((

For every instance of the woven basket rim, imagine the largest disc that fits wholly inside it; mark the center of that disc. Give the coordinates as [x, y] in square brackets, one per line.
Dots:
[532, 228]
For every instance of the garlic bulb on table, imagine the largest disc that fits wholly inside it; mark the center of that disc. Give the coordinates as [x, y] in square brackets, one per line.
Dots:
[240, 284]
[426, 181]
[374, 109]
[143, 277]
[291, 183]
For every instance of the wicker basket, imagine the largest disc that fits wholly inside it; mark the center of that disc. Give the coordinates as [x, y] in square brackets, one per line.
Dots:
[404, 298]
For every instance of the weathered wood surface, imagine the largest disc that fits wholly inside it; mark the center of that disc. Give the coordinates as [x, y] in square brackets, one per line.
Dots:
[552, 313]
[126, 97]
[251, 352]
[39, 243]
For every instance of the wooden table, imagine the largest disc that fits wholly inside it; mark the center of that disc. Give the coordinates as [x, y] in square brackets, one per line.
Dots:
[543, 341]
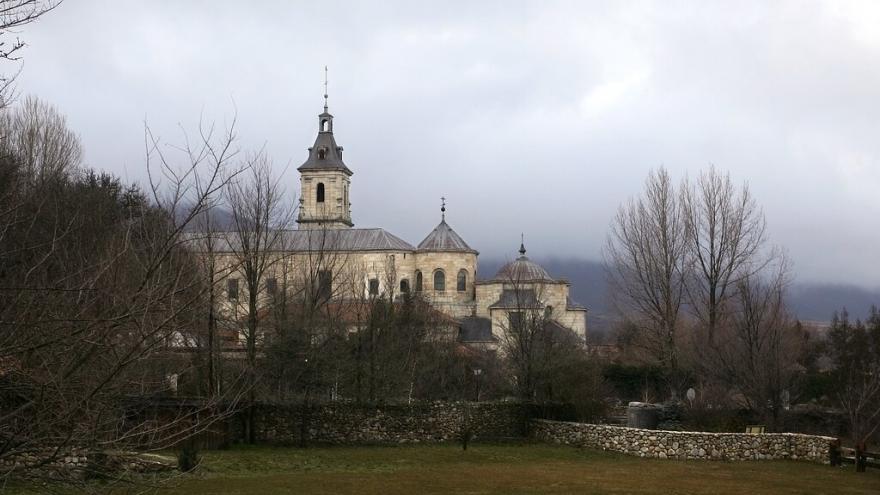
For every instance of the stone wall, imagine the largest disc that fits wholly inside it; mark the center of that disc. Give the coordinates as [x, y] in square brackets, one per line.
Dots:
[79, 463]
[686, 445]
[388, 424]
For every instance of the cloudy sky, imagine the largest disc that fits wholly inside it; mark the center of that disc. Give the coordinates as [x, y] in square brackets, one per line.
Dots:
[536, 117]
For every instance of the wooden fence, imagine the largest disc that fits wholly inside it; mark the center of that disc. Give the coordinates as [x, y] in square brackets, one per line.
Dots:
[863, 459]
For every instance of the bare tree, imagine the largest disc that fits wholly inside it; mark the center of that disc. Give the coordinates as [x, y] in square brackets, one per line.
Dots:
[96, 289]
[855, 350]
[260, 217]
[725, 235]
[758, 351]
[15, 14]
[647, 262]
[37, 135]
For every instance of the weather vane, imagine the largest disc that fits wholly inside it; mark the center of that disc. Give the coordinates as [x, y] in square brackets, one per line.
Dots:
[325, 88]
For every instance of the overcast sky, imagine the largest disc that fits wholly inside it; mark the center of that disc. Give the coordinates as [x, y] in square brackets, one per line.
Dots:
[538, 117]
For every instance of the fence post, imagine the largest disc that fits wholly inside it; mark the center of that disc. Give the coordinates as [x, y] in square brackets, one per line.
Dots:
[834, 451]
[861, 458]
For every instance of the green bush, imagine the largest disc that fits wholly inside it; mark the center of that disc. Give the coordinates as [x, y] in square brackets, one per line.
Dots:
[188, 458]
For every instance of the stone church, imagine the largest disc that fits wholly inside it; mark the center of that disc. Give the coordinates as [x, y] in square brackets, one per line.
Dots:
[442, 268]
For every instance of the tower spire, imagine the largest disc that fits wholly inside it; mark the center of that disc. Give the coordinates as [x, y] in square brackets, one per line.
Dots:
[325, 89]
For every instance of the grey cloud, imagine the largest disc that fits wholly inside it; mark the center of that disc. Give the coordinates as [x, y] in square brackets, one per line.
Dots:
[535, 117]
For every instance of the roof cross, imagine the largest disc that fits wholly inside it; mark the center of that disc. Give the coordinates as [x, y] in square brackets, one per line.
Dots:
[325, 88]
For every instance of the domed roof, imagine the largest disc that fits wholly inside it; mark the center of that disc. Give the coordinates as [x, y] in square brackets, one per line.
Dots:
[443, 238]
[523, 269]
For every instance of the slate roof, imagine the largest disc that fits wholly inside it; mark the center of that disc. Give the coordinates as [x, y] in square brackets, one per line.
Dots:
[332, 157]
[523, 269]
[443, 238]
[512, 298]
[303, 240]
[475, 329]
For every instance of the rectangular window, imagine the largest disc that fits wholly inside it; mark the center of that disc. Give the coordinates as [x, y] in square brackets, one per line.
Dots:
[516, 320]
[325, 284]
[232, 289]
[272, 286]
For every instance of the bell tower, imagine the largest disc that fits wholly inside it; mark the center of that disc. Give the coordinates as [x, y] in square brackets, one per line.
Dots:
[324, 179]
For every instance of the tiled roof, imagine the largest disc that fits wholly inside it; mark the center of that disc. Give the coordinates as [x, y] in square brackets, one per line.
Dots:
[443, 238]
[571, 305]
[475, 329]
[303, 240]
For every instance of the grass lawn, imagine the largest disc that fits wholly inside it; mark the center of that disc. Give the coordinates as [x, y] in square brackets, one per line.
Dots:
[524, 468]
[506, 468]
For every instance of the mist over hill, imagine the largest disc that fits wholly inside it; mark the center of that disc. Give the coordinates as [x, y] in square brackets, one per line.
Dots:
[810, 301]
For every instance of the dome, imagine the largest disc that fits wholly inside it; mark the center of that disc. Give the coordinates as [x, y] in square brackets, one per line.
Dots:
[443, 238]
[523, 269]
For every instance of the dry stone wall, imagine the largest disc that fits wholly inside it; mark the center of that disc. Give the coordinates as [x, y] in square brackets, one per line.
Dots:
[686, 445]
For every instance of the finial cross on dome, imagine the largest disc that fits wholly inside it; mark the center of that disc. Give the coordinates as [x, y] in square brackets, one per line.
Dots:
[325, 88]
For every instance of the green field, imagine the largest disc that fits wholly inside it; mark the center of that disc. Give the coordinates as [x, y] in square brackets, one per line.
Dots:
[513, 468]
[530, 468]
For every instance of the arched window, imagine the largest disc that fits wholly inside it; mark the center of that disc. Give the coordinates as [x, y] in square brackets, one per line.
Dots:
[439, 280]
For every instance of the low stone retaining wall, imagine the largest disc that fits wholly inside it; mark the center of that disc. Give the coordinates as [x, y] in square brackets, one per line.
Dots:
[77, 463]
[686, 445]
[388, 424]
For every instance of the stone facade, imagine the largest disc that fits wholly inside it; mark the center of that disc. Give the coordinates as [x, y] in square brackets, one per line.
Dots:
[373, 262]
[351, 424]
[686, 445]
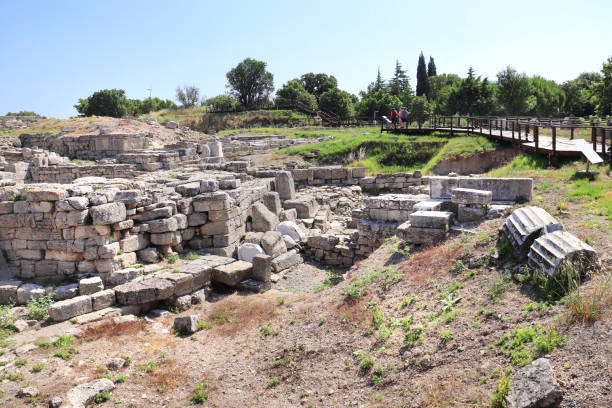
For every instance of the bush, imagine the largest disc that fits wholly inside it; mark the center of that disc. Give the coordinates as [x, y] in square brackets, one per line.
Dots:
[200, 393]
[38, 309]
[106, 102]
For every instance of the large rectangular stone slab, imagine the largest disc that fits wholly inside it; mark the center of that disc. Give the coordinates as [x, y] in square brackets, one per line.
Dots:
[69, 308]
[469, 196]
[431, 219]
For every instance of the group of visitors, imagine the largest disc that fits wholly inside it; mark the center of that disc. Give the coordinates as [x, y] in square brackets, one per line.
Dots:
[400, 117]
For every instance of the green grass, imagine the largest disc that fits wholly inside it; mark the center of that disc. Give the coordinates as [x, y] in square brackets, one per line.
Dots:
[200, 393]
[459, 147]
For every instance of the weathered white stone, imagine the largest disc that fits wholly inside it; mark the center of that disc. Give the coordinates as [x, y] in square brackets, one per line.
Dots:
[87, 286]
[247, 251]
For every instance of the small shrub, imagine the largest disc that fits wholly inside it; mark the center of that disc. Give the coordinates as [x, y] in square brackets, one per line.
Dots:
[202, 325]
[446, 336]
[192, 257]
[366, 364]
[502, 389]
[273, 382]
[38, 309]
[101, 397]
[200, 393]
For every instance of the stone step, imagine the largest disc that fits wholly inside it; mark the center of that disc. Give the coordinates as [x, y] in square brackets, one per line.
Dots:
[557, 250]
[469, 196]
[431, 204]
[525, 224]
[431, 219]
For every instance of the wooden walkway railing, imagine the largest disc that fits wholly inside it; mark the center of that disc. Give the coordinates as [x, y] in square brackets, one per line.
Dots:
[524, 132]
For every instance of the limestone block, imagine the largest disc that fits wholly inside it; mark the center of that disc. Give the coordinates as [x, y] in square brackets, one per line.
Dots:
[560, 251]
[232, 274]
[291, 228]
[109, 250]
[262, 267]
[103, 299]
[263, 219]
[306, 207]
[467, 213]
[431, 219]
[185, 324]
[285, 185]
[272, 201]
[469, 196]
[108, 213]
[69, 308]
[247, 251]
[84, 394]
[286, 260]
[50, 194]
[72, 204]
[163, 225]
[273, 243]
[8, 291]
[148, 255]
[525, 225]
[29, 291]
[87, 286]
[65, 292]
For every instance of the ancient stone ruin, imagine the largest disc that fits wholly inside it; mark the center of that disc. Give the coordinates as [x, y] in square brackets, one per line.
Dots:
[106, 229]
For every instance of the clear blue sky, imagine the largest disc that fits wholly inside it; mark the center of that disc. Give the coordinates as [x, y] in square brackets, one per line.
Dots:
[54, 52]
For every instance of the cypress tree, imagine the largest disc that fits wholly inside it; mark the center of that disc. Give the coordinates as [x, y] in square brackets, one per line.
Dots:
[422, 84]
[431, 68]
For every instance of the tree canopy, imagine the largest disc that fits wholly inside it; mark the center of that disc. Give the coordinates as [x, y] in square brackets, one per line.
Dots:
[250, 83]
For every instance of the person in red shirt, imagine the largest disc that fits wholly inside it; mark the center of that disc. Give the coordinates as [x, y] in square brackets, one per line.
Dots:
[394, 116]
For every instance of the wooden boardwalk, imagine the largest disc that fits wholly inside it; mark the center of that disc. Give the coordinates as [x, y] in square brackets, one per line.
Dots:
[523, 133]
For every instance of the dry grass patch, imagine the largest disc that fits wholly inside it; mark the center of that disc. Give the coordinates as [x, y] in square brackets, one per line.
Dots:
[432, 262]
[109, 329]
[588, 303]
[235, 313]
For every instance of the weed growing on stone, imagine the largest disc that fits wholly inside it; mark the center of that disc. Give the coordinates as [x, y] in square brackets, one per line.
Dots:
[38, 309]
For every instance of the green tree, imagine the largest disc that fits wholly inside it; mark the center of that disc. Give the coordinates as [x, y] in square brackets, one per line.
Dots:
[317, 84]
[250, 83]
[515, 92]
[338, 102]
[420, 110]
[605, 89]
[582, 94]
[380, 101]
[550, 97]
[106, 102]
[431, 68]
[293, 93]
[188, 96]
[422, 84]
[222, 102]
[399, 85]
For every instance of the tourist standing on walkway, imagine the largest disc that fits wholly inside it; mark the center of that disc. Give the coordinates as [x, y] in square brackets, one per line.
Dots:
[403, 117]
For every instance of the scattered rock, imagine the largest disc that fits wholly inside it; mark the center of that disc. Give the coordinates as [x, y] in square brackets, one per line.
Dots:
[185, 324]
[534, 386]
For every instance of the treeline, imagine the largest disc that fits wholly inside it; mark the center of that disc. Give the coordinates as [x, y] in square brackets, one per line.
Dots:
[114, 103]
[250, 86]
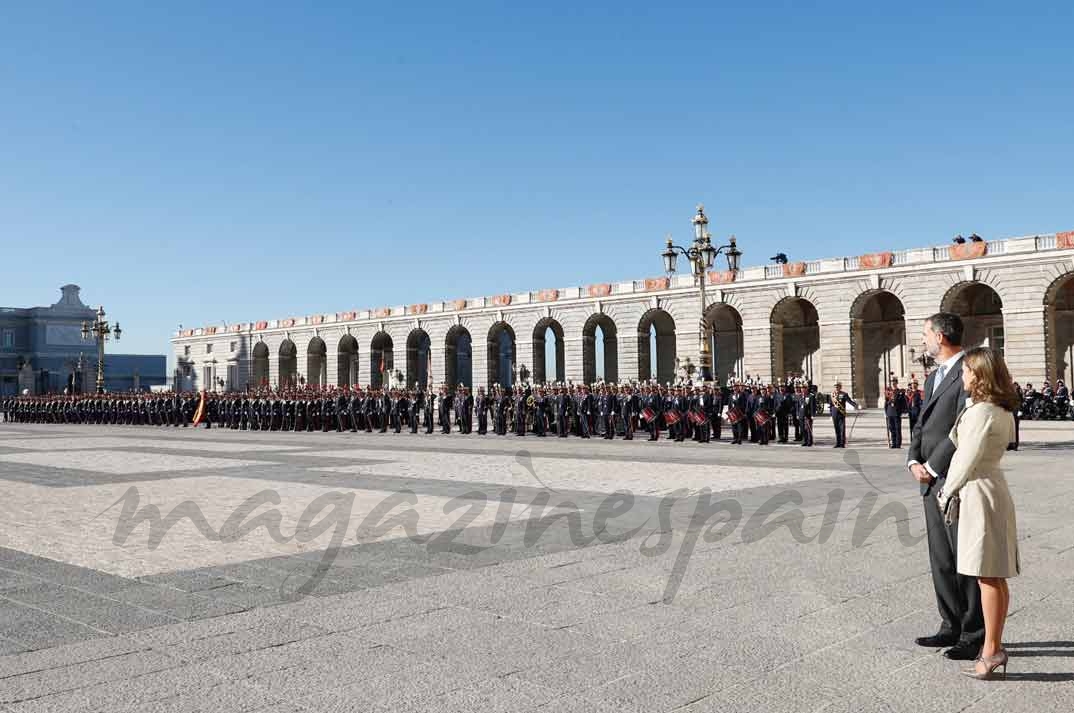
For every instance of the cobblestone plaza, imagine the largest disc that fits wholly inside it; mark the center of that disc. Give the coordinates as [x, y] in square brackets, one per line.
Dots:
[467, 573]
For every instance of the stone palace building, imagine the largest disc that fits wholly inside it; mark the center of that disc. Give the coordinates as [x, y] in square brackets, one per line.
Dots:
[854, 319]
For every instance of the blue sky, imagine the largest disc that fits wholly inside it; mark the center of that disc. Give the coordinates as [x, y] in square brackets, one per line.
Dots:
[208, 162]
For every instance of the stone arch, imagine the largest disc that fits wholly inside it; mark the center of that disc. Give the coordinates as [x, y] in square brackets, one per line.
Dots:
[540, 369]
[288, 365]
[877, 344]
[459, 358]
[317, 362]
[796, 337]
[381, 360]
[261, 364]
[656, 344]
[419, 355]
[502, 354]
[724, 326]
[599, 335]
[982, 311]
[1059, 329]
[347, 361]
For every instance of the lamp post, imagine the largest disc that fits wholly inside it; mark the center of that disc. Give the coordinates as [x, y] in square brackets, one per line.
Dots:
[100, 330]
[701, 255]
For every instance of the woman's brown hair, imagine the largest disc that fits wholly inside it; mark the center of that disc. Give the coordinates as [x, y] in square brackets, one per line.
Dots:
[992, 380]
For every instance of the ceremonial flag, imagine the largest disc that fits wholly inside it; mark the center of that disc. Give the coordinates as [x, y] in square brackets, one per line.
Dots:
[200, 413]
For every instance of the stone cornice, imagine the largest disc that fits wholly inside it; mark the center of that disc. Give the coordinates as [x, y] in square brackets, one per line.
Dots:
[914, 260]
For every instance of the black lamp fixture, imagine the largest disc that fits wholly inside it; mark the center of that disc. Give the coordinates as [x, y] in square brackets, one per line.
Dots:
[701, 256]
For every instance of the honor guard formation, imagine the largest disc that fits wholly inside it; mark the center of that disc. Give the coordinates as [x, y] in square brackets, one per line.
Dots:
[754, 412]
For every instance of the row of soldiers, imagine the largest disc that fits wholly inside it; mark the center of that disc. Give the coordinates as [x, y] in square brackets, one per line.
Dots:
[757, 413]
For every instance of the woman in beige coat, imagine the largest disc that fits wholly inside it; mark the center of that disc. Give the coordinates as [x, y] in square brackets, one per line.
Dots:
[987, 530]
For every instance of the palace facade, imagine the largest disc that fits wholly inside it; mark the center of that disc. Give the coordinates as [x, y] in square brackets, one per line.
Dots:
[853, 319]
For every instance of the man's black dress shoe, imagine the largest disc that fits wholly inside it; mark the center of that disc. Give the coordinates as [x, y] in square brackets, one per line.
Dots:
[963, 652]
[937, 640]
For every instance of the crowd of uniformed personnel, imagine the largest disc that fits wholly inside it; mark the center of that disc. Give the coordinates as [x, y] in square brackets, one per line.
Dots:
[751, 411]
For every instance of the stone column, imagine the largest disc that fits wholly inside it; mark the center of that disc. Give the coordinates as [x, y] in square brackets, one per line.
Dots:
[1024, 336]
[574, 360]
[832, 361]
[762, 347]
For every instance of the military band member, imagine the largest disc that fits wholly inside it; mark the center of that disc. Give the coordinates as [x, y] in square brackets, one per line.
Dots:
[481, 410]
[465, 410]
[784, 408]
[895, 406]
[806, 407]
[839, 399]
[563, 403]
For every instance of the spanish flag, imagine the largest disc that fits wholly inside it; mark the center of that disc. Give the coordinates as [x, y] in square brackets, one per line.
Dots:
[200, 413]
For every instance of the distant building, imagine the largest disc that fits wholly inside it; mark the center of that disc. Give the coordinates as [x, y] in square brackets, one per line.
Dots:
[42, 351]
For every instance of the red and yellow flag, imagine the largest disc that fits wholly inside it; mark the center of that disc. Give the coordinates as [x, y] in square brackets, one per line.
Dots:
[200, 413]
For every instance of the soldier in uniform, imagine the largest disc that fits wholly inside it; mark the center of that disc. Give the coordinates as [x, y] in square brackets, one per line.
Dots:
[806, 407]
[445, 412]
[764, 407]
[607, 411]
[784, 407]
[895, 406]
[540, 411]
[481, 410]
[563, 403]
[838, 407]
[464, 410]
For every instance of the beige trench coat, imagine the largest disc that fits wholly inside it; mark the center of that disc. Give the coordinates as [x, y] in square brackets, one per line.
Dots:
[987, 529]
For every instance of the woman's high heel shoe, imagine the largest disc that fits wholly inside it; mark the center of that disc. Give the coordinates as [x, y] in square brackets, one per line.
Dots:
[996, 660]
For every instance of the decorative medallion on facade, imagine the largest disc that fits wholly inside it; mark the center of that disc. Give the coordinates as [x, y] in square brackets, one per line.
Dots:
[968, 250]
[548, 295]
[722, 277]
[874, 260]
[653, 284]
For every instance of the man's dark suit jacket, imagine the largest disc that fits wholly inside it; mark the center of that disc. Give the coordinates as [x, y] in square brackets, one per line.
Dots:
[943, 403]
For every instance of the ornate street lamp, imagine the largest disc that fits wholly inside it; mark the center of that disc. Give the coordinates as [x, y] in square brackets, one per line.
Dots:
[701, 256]
[100, 331]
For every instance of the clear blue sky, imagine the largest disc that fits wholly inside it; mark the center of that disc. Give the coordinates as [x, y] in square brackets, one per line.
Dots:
[234, 161]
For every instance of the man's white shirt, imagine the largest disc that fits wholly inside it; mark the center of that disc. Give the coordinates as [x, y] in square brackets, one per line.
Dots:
[942, 372]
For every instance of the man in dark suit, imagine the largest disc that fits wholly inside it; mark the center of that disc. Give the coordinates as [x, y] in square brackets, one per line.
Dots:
[958, 597]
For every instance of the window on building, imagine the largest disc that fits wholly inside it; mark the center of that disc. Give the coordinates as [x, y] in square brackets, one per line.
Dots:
[996, 339]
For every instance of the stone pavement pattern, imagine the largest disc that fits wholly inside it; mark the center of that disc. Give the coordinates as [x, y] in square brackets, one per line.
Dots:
[462, 573]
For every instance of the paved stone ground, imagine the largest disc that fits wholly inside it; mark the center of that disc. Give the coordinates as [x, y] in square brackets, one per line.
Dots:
[397, 572]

))

#### Given task:
Give the lines exactly as they stand, from the line with "For every instance of the man's white" through the end of the material.

#### Exercise output:
For every instance of the man's white shirt, imagine the largest disc that fits wholly inside it; mark the center of that disc. Give the coordinates as [x, y] in square brackets, one per line.
Dots:
[942, 372]
For every instance of the man in dark suit, imagine the largest disc that fits wholly inside it; mark the center of that disc. Give the coordinates as [x, y] in square brackets, one per line.
Dots:
[958, 597]
For every instance of the window on building, imagine the largest disc that fits wholly inside it; mark the center of that disc. Give the coordinates as [x, y] in square brackets, one per line.
Dots:
[996, 339]
For every instance of the stone pavement pattern, imagine the largest disc that fits wholly inside it; mark the center of that disc. Give the coordinates as [x, y] in square brackets, one per line.
Dots:
[462, 573]
For every instance of the paved stone ground, imagine the largest disc that fits wholly inside it; mark the center of that disc. Give the coordinates as [x, y] in square brackets, one per line.
Dots:
[397, 572]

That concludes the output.